Required task:
Print the lines of the entries below word for word, beginning with the line that contains "Q: Mark a point on every instance of the framed picture" and continuing through the last line of the entries. Include nothing else.

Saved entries
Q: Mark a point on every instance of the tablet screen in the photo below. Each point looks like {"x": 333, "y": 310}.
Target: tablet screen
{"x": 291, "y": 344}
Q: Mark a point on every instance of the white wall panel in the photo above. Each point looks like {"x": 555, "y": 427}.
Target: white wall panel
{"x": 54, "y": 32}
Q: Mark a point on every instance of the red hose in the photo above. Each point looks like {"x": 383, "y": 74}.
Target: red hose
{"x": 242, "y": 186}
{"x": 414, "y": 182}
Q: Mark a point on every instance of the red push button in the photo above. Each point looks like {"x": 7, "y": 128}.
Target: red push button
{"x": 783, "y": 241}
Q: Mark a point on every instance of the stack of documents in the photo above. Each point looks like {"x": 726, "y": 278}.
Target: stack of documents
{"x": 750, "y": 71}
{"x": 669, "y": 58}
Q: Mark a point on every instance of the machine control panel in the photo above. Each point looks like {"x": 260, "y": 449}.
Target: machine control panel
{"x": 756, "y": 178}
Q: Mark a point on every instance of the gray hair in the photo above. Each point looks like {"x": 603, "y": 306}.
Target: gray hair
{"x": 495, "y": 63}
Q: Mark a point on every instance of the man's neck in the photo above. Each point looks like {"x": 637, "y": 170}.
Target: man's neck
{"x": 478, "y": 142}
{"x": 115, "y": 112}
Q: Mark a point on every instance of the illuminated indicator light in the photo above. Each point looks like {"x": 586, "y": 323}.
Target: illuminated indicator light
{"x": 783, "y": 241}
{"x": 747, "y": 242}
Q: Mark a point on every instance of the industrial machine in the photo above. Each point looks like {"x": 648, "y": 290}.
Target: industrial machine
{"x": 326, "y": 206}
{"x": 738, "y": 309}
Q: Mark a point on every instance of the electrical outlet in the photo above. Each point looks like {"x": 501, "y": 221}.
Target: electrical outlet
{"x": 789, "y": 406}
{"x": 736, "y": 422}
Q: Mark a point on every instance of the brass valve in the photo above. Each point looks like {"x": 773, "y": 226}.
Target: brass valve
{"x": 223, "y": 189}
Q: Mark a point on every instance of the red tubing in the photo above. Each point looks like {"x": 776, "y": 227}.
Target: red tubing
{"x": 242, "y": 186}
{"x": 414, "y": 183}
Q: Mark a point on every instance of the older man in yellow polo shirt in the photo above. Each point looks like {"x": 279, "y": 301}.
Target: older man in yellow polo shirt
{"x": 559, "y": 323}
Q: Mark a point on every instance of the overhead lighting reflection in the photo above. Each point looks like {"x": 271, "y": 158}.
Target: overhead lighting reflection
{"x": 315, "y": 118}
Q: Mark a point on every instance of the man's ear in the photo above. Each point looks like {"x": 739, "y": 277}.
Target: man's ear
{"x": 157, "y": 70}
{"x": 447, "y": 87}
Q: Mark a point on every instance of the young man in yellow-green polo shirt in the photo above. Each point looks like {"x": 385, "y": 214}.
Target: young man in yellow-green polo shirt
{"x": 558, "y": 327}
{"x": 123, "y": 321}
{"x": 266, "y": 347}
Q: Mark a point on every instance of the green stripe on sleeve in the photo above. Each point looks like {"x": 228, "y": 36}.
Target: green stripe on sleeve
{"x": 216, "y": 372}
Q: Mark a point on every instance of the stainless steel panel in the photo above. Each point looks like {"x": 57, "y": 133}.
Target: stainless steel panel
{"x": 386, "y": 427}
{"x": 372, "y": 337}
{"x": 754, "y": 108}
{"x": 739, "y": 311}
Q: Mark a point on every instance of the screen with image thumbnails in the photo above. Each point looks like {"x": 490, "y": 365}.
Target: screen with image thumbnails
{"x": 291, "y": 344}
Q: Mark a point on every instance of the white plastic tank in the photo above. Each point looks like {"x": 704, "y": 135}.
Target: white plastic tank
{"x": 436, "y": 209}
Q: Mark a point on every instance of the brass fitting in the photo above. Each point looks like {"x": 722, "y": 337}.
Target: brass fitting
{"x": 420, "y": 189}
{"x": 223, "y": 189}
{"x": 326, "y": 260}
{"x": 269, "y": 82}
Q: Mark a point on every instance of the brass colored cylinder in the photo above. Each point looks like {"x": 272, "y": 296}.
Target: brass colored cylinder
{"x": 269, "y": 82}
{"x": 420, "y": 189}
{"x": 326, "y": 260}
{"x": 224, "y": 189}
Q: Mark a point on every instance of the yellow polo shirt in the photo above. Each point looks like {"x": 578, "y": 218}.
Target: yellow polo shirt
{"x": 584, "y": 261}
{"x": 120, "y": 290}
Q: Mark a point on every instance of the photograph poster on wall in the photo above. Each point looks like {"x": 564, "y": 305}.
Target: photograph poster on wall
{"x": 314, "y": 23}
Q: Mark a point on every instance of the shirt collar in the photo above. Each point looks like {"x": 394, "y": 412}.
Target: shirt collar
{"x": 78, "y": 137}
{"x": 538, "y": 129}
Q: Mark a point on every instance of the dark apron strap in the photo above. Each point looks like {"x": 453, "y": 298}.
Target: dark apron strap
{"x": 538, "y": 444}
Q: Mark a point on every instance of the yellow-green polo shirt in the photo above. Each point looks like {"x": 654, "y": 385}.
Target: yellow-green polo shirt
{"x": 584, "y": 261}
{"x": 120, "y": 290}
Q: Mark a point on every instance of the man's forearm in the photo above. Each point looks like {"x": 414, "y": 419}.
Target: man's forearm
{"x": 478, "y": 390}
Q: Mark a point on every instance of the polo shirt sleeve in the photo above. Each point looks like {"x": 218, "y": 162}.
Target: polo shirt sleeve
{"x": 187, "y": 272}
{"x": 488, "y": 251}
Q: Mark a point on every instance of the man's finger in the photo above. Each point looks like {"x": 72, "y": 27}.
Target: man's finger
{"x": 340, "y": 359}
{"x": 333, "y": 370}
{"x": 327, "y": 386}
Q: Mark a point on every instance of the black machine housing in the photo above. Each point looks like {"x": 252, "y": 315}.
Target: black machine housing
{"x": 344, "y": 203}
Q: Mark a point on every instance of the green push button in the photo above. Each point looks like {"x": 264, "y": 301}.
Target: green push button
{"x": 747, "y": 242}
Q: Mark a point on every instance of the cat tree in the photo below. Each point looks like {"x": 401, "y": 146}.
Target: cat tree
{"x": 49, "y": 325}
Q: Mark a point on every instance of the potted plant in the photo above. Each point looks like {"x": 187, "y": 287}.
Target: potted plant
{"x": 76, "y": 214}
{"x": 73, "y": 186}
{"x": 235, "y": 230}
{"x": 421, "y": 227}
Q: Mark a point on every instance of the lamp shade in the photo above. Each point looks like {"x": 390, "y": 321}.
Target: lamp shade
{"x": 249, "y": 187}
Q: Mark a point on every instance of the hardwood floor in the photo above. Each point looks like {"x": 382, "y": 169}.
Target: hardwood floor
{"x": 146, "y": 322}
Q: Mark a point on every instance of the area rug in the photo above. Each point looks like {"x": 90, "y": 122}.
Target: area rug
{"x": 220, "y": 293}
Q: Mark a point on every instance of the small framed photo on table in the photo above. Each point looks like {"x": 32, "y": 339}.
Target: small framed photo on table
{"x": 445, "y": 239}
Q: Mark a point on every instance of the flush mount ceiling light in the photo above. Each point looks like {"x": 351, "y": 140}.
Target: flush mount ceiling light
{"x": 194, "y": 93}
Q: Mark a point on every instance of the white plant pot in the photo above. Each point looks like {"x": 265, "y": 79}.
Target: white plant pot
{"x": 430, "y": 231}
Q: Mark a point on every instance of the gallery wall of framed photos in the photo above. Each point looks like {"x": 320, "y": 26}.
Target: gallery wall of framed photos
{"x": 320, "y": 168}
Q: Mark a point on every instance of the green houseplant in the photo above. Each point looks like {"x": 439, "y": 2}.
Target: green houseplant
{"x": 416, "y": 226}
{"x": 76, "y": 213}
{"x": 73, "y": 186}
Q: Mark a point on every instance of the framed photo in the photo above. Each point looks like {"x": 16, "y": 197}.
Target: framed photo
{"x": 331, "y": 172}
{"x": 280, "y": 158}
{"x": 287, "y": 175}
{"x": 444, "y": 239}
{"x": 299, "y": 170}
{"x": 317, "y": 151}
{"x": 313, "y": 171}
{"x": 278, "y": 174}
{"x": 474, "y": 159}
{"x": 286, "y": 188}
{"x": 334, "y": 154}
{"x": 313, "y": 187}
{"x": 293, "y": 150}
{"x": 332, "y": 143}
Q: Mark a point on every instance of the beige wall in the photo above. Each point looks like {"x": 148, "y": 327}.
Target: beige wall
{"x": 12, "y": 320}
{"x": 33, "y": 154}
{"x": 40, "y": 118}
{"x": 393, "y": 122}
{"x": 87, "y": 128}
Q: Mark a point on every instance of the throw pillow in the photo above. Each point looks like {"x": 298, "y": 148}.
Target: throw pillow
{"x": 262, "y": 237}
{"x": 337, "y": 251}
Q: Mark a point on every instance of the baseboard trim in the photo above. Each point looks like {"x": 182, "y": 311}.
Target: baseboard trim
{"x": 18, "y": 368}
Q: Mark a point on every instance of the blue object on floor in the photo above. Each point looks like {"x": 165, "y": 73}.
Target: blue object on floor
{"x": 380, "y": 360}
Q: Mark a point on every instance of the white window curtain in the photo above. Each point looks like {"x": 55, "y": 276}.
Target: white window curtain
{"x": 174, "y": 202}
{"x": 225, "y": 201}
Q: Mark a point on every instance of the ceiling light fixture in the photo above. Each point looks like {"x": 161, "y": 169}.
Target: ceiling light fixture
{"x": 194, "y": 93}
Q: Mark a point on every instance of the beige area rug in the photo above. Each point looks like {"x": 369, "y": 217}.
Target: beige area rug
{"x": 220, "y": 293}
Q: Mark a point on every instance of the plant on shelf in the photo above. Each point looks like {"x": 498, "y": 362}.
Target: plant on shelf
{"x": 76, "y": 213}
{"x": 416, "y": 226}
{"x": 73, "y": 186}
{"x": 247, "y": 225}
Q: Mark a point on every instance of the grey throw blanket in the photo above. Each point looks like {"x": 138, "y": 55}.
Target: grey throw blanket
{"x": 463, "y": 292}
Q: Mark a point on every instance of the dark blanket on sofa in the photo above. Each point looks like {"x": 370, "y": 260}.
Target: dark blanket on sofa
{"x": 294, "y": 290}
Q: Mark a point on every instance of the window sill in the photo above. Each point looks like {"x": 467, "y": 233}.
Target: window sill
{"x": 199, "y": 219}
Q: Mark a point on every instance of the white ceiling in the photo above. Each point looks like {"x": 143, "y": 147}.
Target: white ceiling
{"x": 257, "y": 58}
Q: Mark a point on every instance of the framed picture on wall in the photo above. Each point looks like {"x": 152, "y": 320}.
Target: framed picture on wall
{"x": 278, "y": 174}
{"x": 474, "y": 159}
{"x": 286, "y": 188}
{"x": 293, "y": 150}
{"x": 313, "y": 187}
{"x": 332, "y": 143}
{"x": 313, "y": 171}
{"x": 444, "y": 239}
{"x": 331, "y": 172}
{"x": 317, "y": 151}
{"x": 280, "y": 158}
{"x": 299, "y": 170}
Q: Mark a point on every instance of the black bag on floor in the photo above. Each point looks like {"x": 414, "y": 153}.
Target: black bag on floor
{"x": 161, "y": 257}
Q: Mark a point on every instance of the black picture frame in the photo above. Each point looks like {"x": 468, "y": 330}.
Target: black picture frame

Exercise output:
Q: Mark a point on every instance of the framed picture on wall in the photo above. Each point looks like {"x": 152, "y": 320}.
Target: framed picture on wall
{"x": 278, "y": 174}
{"x": 474, "y": 159}
{"x": 286, "y": 188}
{"x": 293, "y": 150}
{"x": 313, "y": 187}
{"x": 332, "y": 143}
{"x": 313, "y": 171}
{"x": 444, "y": 239}
{"x": 331, "y": 172}
{"x": 317, "y": 151}
{"x": 280, "y": 158}
{"x": 299, "y": 170}
Q: Mark a point on every instance of the black bag on floor in the photo above. Each point looks like {"x": 414, "y": 153}.
Target: black bag on floor
{"x": 161, "y": 257}
Q: Mark a point on every instance of the black picture frame in the photo above. Each point looks like {"x": 468, "y": 330}.
Target: black picture frame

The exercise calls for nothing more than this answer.